Die Diakonie Sachsen warnt vor den sozialen Folgen der geplanten Bürgergeld-Reform und sieht in der geplanten Verschärfung der Sanktionen ein Risiko für den gesellschaftlichen Zusammenhalt, besonders in strukturschwachen Regionen Ostdeutschlands.
Die Diakonie Sachsen sieht die Einigung von SPD und Union zur Reform des Bürgergeldes kritisch. Maßnahmen wie gezielte Förderung und frühzeitige Beratung sind wichtige Fortschritte, greifen aber zu kurz, solange restriktive Sanktionen im Vordergrund stehen. Diese treffen nicht nur Einzelpersonen, sondern könnten auch ganze Bedarfsgemeinschaften belasten. Kinder oder Partner, die keine Pflichtverletzungen begangen haben, müssten dabei geschützt werden. „Was in Berlin entschieden wird, spüren die Menschen in Sachsen unmittelbar“, sagt Dietrich Bauer, Vorstandsvorsitzender der Diakonie Sachsen. „In Regionen mit hoher Armutsquote, niedrigen Löhnen und unsicheren Beschäftigungsverhältnissen droht die geplante Reform, das Vertrauen in den Sozialstaat weiter zu untergraben.“
In Sachsen gab es im September 2025 rund 148.000 arbeitslose Menschen. Viele sind langzeitarbeitslos, alleinerziehend, pflegend oder gesundheitlich eingeschränkt und benötigen individuelle Unterstützung.
-.-.-
*Die Aufgaben*.
a) Wie viele Menschen waren laut dem Text zur Bürgergeld-Reform im September 2025 in Sachsen arbeitslos?
b) Fasse den Absatz im Text zur Bürgergeld-Reform, der mit „Die Diakonie Sachsen sieht die Einigung“ beginnt, als kurze Liste zusammen und behalte dabei die wichtigsten Aussagen.
c) Setze den Text zur Bürgergeld-Reform nach seinem letzten Satz fort.
Die Zeilen unten haben mit dem Text zur Bürgergeld-Reform nichts zu tun.

Annotationsdaten zur Segmentierung:
-.-.-
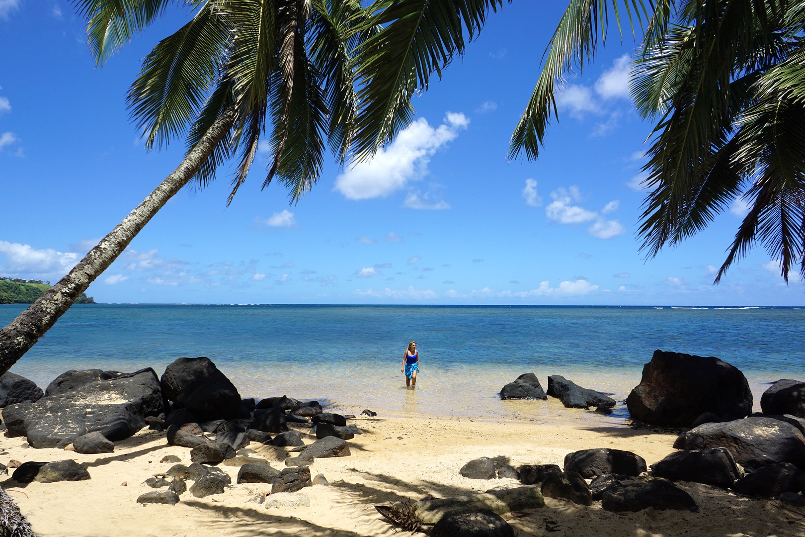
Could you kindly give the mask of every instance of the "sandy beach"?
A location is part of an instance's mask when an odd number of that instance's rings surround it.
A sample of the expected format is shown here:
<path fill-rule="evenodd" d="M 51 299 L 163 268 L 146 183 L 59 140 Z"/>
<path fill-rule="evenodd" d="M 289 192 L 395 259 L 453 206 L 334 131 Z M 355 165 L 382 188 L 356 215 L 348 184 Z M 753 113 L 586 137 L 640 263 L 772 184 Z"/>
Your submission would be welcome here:
<path fill-rule="evenodd" d="M 0 447 L 6 454 L 0 456 L 0 462 L 70 458 L 87 465 L 92 477 L 88 481 L 21 485 L 9 478 L 3 484 L 43 537 L 351 537 L 394 534 L 374 505 L 519 485 L 513 479 L 461 477 L 459 469 L 479 456 L 515 468 L 522 464 L 561 465 L 572 451 L 608 447 L 632 451 L 650 465 L 674 451 L 675 434 L 635 430 L 590 412 L 564 409 L 555 400 L 547 404 L 556 416 L 547 423 L 382 414 L 350 420 L 364 434 L 348 443 L 349 456 L 314 461 L 311 474 L 324 474 L 329 485 L 303 489 L 299 494 L 309 498 L 309 506 L 266 509 L 262 498 L 270 485 L 262 483 L 233 484 L 222 494 L 204 498 L 187 492 L 172 506 L 140 505 L 137 498 L 153 490 L 143 481 L 173 464 L 160 462 L 163 456 L 175 455 L 190 464 L 189 449 L 169 446 L 163 432 L 148 429 L 117 443 L 114 453 L 103 455 L 33 449 L 26 447 L 24 437 L 3 436 Z M 361 409 L 353 410 L 359 414 Z M 316 440 L 308 434 L 308 428 L 292 428 L 303 433 L 306 444 Z M 254 452 L 251 456 L 264 457 L 280 469 L 285 468 L 284 460 L 294 456 L 290 448 L 254 442 L 248 448 Z M 219 468 L 235 483 L 237 467 L 221 464 Z M 698 513 L 649 509 L 618 514 L 602 510 L 600 502 L 585 507 L 546 498 L 543 508 L 506 514 L 504 518 L 518 535 L 805 535 L 805 508 L 778 500 L 743 498 L 696 483 L 678 485 L 696 501 Z"/>

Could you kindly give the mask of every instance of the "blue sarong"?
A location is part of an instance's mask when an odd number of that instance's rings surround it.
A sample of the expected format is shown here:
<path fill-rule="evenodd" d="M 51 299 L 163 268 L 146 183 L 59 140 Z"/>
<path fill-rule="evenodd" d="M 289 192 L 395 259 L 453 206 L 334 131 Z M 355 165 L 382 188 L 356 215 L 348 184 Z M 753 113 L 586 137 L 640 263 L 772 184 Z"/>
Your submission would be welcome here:
<path fill-rule="evenodd" d="M 411 378 L 413 376 L 413 374 L 414 374 L 414 371 L 416 371 L 416 372 L 419 373 L 419 362 L 415 361 L 412 364 L 406 363 L 406 365 L 405 365 L 405 376 L 406 376 L 406 378 Z"/>

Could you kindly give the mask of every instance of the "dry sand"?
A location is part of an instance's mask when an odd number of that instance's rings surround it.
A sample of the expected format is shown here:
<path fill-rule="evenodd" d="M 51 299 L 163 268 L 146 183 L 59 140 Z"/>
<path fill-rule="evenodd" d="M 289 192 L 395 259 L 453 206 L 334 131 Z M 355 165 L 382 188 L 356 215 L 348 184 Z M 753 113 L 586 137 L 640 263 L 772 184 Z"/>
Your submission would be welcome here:
<path fill-rule="evenodd" d="M 365 432 L 349 442 L 352 455 L 317 459 L 311 466 L 312 474 L 323 473 L 330 485 L 303 489 L 302 494 L 310 499 L 306 507 L 266 509 L 255 498 L 270 491 L 267 484 L 233 485 L 222 494 L 204 498 L 187 492 L 172 506 L 138 504 L 138 496 L 153 490 L 142 481 L 171 465 L 160 463 L 162 457 L 176 455 L 190 464 L 189 449 L 168 446 L 164 433 L 147 429 L 118 443 L 115 452 L 103 455 L 33 449 L 24 447 L 24 438 L 2 437 L 0 448 L 7 454 L 0 456 L 0 462 L 69 458 L 87 465 L 92 476 L 89 481 L 4 483 L 34 531 L 43 537 L 351 537 L 394 535 L 374 505 L 518 485 L 509 479 L 460 476 L 459 469 L 476 457 L 497 457 L 514 467 L 561 465 L 569 452 L 608 447 L 634 452 L 651 464 L 674 451 L 673 434 L 635 431 L 622 420 L 616 423 L 584 411 L 567 410 L 558 402 L 551 403 L 551 408 L 557 419 L 542 423 L 422 415 L 359 417 L 352 423 Z M 353 410 L 357 414 L 361 409 Z M 315 440 L 309 435 L 304 437 L 308 444 Z M 287 448 L 254 443 L 250 448 L 256 452 L 253 456 L 266 457 L 275 468 L 285 468 Z M 238 469 L 224 465 L 220 468 L 234 483 Z M 127 486 L 122 485 L 124 481 Z M 749 499 L 695 483 L 679 485 L 694 498 L 700 512 L 649 509 L 616 514 L 603 510 L 600 502 L 585 507 L 546 498 L 543 508 L 504 518 L 517 535 L 805 535 L 805 508 L 777 500 Z"/>

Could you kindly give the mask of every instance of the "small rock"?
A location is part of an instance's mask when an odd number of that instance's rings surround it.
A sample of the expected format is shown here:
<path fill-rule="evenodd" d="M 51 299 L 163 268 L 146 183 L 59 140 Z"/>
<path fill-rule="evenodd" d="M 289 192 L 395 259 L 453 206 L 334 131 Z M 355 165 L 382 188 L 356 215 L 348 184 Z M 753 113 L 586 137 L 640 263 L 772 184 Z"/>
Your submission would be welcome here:
<path fill-rule="evenodd" d="M 495 463 L 488 456 L 470 461 L 458 471 L 470 479 L 492 479 L 495 477 Z"/>
<path fill-rule="evenodd" d="M 266 498 L 266 509 L 271 507 L 309 507 L 310 498 L 300 493 L 272 493 Z"/>
<path fill-rule="evenodd" d="M 140 494 L 137 498 L 137 503 L 166 503 L 175 506 L 179 503 L 179 496 L 170 490 L 155 490 Z"/>
<path fill-rule="evenodd" d="M 306 486 L 312 486 L 310 469 L 307 466 L 286 468 L 274 480 L 271 494 L 278 492 L 296 492 Z"/>

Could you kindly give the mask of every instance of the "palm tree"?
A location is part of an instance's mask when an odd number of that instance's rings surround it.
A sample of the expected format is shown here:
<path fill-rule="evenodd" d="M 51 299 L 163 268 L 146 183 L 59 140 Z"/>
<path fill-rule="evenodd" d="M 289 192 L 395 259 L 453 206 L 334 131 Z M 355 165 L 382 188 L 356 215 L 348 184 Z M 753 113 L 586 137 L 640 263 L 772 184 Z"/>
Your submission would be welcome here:
<path fill-rule="evenodd" d="M 510 0 L 511 2 L 511 0 Z M 356 155 L 390 140 L 413 116 L 407 97 L 461 56 L 502 0 L 377 0 L 382 29 L 357 53 Z M 642 31 L 632 95 L 656 121 L 644 167 L 638 236 L 647 257 L 705 228 L 736 198 L 749 207 L 716 278 L 759 241 L 805 278 L 805 2 L 795 0 L 571 0 L 509 156 L 537 159 L 565 77 L 605 44 L 609 21 Z"/>
<path fill-rule="evenodd" d="M 0 330 L 0 374 L 22 357 L 185 184 L 204 186 L 237 157 L 228 203 L 270 129 L 276 177 L 298 202 L 321 172 L 325 145 L 343 162 L 357 111 L 353 52 L 374 33 L 360 0 L 76 0 L 97 62 L 171 5 L 191 19 L 145 58 L 128 105 L 148 147 L 185 136 L 184 159 L 61 279 Z M 326 142 L 325 142 L 326 138 Z"/>

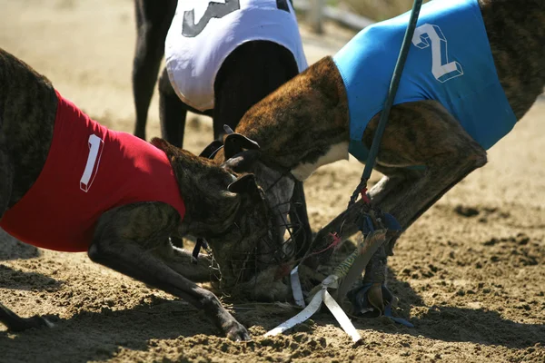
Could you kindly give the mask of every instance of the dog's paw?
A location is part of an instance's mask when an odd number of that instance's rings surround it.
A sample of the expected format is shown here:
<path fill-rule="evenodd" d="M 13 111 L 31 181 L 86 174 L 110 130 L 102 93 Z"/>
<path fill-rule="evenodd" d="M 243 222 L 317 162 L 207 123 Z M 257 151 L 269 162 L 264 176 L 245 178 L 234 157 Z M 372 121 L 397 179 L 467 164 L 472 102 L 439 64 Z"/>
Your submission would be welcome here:
<path fill-rule="evenodd" d="M 233 341 L 248 341 L 252 340 L 250 333 L 246 328 L 236 320 L 233 320 L 225 329 L 225 336 Z"/>

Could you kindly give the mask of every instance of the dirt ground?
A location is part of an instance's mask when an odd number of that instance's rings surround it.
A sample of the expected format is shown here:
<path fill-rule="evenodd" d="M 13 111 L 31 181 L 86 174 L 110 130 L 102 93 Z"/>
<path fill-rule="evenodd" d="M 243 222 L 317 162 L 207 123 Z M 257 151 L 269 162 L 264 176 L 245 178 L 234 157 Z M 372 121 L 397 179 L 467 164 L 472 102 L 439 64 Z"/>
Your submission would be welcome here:
<path fill-rule="evenodd" d="M 310 63 L 336 52 L 350 32 L 302 30 Z M 132 132 L 131 0 L 0 0 L 0 47 L 47 75 L 91 116 Z M 1 86 L 1 85 L 0 85 Z M 158 106 L 148 137 L 159 135 Z M 352 347 L 327 312 L 295 331 L 263 334 L 292 316 L 276 306 L 235 305 L 254 340 L 233 343 L 183 300 L 89 260 L 0 235 L 0 301 L 23 316 L 57 314 L 52 329 L 7 333 L 0 362 L 545 361 L 545 103 L 539 102 L 473 172 L 425 213 L 390 259 L 401 299 L 388 319 L 356 319 Z M 185 145 L 212 139 L 210 120 L 188 123 Z M 351 160 L 306 182 L 317 231 L 342 211 L 362 165 Z M 373 181 L 376 181 L 374 176 Z"/>

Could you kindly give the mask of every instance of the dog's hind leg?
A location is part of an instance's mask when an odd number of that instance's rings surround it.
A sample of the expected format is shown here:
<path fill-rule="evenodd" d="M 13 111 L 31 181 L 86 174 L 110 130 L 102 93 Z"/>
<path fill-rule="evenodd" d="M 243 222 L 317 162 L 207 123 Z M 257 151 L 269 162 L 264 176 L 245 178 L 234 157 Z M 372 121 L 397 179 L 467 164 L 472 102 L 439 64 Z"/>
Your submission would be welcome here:
<path fill-rule="evenodd" d="M 223 308 L 216 296 L 169 266 L 157 249 L 167 243 L 180 216 L 170 205 L 141 202 L 109 211 L 101 216 L 89 248 L 89 257 L 156 289 L 182 298 L 203 309 L 233 340 L 250 338 L 246 329 Z"/>
<path fill-rule="evenodd" d="M 376 125 L 377 117 L 363 135 L 367 146 L 372 140 Z M 439 103 L 425 101 L 397 105 L 391 110 L 377 160 L 377 169 L 382 169 L 386 176 L 370 191 L 370 196 L 382 211 L 391 213 L 405 230 L 452 186 L 484 165 L 486 161 L 484 149 Z M 395 171 L 396 167 L 420 167 L 421 170 Z M 354 205 L 326 227 L 334 231 L 342 226 L 342 237 L 348 238 L 357 231 L 353 223 L 356 212 L 357 206 Z M 319 235 L 322 240 L 325 239 L 322 231 Z M 380 284 L 385 280 L 386 252 L 391 250 L 396 240 L 397 236 L 379 250 L 366 268 L 364 280 L 377 288 L 374 292 L 370 292 L 378 295 L 370 297 L 375 301 L 382 299 Z"/>
<path fill-rule="evenodd" d="M 134 135 L 145 139 L 148 109 L 157 81 L 164 40 L 176 9 L 175 0 L 134 0 L 136 48 L 133 61 L 133 95 L 136 109 Z"/>
<path fill-rule="evenodd" d="M 213 261 L 210 255 L 199 253 L 197 262 L 193 263 L 190 251 L 173 247 L 170 243 L 161 244 L 154 254 L 174 271 L 192 281 L 204 282 L 215 280 L 216 271 L 212 268 Z"/>
<path fill-rule="evenodd" d="M 0 149 L 0 220 L 8 209 L 12 186 L 14 182 L 14 165 L 10 162 L 7 153 Z M 2 303 L 0 303 L 0 321 L 10 331 L 22 331 L 30 328 L 52 327 L 45 318 L 37 315 L 32 318 L 21 318 Z"/>

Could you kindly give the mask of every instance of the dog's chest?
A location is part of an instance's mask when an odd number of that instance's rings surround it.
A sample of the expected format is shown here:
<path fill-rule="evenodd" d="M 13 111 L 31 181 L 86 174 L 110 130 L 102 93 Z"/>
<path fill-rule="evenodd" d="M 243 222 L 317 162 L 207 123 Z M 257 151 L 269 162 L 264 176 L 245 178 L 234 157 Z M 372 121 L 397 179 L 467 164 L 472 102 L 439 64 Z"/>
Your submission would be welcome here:
<path fill-rule="evenodd" d="M 351 152 L 382 109 L 409 14 L 371 26 L 333 60 L 347 91 Z M 500 84 L 477 0 L 432 1 L 422 6 L 394 104 L 440 102 L 483 148 L 513 127 L 516 118 Z M 408 125 L 410 127 L 410 125 Z"/>
<path fill-rule="evenodd" d="M 299 71 L 306 69 L 289 0 L 179 1 L 165 42 L 165 66 L 178 96 L 196 110 L 213 109 L 222 64 L 239 45 L 258 40 L 282 45 Z"/>

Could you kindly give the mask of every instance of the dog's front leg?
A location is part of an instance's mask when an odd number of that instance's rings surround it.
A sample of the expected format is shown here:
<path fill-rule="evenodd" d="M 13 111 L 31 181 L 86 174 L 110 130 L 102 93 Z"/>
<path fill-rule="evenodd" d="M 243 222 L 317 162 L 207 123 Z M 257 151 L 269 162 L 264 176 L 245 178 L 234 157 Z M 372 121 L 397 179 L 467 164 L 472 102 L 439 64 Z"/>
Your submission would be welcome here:
<path fill-rule="evenodd" d="M 173 207 L 160 202 L 134 203 L 107 211 L 99 220 L 89 257 L 203 309 L 229 338 L 248 340 L 245 328 L 214 294 L 182 276 L 154 253 L 168 243 L 168 236 L 176 229 L 179 219 Z"/>
<path fill-rule="evenodd" d="M 172 237 L 171 237 L 172 238 Z M 193 263 L 192 253 L 186 250 L 163 243 L 154 252 L 171 269 L 194 282 L 214 280 L 215 270 L 212 268 L 212 257 L 199 253 L 196 263 Z"/>

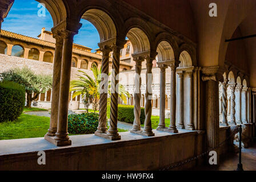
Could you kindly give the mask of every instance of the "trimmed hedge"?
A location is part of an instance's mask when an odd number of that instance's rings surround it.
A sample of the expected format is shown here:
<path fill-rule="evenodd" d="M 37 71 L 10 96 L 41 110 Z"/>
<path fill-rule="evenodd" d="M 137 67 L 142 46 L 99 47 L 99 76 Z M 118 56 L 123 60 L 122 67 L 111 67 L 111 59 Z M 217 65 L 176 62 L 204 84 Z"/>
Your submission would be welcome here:
<path fill-rule="evenodd" d="M 133 123 L 134 120 L 134 106 L 129 105 L 118 105 L 118 114 L 117 119 L 118 121 L 128 123 Z M 141 107 L 141 123 L 144 123 L 145 120 L 145 111 L 144 107 Z M 107 106 L 107 113 L 110 113 L 110 106 Z"/>
<path fill-rule="evenodd" d="M 70 114 L 68 117 L 67 132 L 71 134 L 93 134 L 99 124 L 97 113 Z"/>
<path fill-rule="evenodd" d="M 22 113 L 25 105 L 25 89 L 11 81 L 0 82 L 0 122 L 13 121 Z"/>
-.-.-
*Antworten je Aufgabe*.
a) Rund 148.000 Menschen.

b)
- Die Diakonie Sachsen beurteilt die Einigung von SPD und Union zur Bürgergeld-Reform kritisch.
- Gezielte Förderung und frühzeitige Beratung gelten als Fortschritte, reichen aber nicht aus, solange restriktive Sanktionen im Vordergrund stehen.
- Sanktionen könnten ganze Bedarfsgemeinschaften belasten, nicht nur Einzelpersonen.
- Kinder oder Partner ohne Pflichtverletzungen müssten geschützt werden.
- Laut Dietrich Bauer, Vorstandsvorsitzender der Diakonie Sachsen, spüren die Menschen in Sachsen die Berliner Entscheidungen unmittelbar.
- In Regionen mit hoher Armutsquote, niedrigen Löhnen und unsicherer Beschäftigung droht die Reform nach seinen Worten, das Vertrauen in den Sozialstaat weiter zu untergraben.

c)
Individuelle Förderung und wohlwollender Druck statt Sanktionsandrohung
Marko Hietzke, Referent für Arbeitsförderung bei der Diakonie Sachsen, verweist auf die Erfolge sozialer Arbeitsmarktprojekte: „Langfristige, individuell angepasste Maßnahmen zeigen, dass Menschen mit komplexen Lebenslagen schrittweise und erfolgreich in Arbeit integriert werden können. Zusätzliche Sanktionen lösen keine Probleme.“ Ganz ohne Druck geht es jedoch nicht. In einer im Juli 2025 veröffentlichten Arbeitsmarktstudie „Arbeit lohnt sich immer“ wird von wohlwollendem Druck gesprochen. Der Übergang in den ersten Arbeitsmarkt muss im Rahmen individueller Fallarbeit aktiv angegangen und sensibel begleitet werden. „Wer Menschen zu stark unter Druck setzt, gefährdet ihren ohnehin fragilen Alltag und die Strukturen, die sie stützen.“
Bewährte Qualifizierungsprojekte, Sozialkaufhäuser oder Tafeln sind nicht nur Orte der Beschäftigung, sondern Teil der sozialen Daseinsvorsorge. „Diese Projekte brauchen eine verlässliche Finanzierung, damit sie beim Wiedereinstieg in den Arbeitsmarkt nachhaltig helfen können“, so Hietzke.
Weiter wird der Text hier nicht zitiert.